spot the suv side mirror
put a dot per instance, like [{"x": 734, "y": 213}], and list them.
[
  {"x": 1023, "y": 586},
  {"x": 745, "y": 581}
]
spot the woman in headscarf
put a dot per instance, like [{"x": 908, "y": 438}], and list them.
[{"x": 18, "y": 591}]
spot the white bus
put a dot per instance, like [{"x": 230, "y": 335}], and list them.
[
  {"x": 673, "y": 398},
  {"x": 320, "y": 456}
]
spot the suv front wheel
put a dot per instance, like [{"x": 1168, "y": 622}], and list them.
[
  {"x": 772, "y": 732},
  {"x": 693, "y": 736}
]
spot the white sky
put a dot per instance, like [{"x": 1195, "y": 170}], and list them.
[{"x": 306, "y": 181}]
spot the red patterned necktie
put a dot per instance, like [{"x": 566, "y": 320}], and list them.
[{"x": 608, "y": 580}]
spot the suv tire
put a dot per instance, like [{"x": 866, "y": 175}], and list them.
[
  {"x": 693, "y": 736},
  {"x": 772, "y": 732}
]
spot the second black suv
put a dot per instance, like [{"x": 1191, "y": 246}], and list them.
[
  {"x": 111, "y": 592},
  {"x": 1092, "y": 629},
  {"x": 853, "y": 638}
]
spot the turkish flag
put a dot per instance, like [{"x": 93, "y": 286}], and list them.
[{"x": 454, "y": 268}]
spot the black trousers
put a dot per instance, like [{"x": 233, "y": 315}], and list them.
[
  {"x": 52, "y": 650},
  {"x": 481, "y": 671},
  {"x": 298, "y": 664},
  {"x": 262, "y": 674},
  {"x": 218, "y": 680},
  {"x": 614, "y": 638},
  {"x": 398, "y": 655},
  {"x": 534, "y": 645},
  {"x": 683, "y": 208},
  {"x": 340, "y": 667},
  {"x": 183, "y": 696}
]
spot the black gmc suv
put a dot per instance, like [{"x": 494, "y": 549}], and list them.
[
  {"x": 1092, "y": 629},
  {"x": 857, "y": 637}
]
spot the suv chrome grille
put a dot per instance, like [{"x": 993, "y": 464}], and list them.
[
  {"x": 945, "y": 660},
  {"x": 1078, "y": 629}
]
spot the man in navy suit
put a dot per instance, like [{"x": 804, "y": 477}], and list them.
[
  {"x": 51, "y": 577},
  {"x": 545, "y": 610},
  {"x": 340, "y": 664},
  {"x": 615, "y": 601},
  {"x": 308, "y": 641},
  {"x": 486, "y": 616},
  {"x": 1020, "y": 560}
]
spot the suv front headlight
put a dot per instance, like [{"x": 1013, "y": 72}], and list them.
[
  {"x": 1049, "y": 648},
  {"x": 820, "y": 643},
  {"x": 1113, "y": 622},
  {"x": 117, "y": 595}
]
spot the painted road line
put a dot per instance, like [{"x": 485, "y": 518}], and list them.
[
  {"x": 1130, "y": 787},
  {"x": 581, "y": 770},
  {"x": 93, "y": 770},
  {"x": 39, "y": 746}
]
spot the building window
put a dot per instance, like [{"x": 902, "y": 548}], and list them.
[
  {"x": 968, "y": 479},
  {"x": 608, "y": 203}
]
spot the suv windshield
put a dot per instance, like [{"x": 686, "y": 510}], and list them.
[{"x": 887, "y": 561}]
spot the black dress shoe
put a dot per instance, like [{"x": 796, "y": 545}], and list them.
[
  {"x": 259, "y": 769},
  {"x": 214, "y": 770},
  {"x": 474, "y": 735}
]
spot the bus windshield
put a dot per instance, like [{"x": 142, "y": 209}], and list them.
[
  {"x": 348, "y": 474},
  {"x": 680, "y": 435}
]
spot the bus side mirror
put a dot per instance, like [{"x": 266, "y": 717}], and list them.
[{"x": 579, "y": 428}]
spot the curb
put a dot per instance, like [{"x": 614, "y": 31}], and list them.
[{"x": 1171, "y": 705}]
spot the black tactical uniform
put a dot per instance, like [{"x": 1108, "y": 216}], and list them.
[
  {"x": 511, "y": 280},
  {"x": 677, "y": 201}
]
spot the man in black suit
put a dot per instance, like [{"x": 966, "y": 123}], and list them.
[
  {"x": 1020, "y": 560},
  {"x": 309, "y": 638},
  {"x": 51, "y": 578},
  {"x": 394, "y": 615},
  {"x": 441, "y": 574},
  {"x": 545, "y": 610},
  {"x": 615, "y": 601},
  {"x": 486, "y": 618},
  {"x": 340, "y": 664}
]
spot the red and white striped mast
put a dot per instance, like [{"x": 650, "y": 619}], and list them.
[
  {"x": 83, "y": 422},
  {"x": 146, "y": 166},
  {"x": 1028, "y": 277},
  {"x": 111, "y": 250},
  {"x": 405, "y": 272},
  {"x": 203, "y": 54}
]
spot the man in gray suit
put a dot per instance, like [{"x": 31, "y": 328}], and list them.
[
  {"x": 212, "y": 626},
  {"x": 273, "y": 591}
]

——————

All lines in the records above that contain "front" are to be reported.

spot the suv front wheel
spot the suv front headlight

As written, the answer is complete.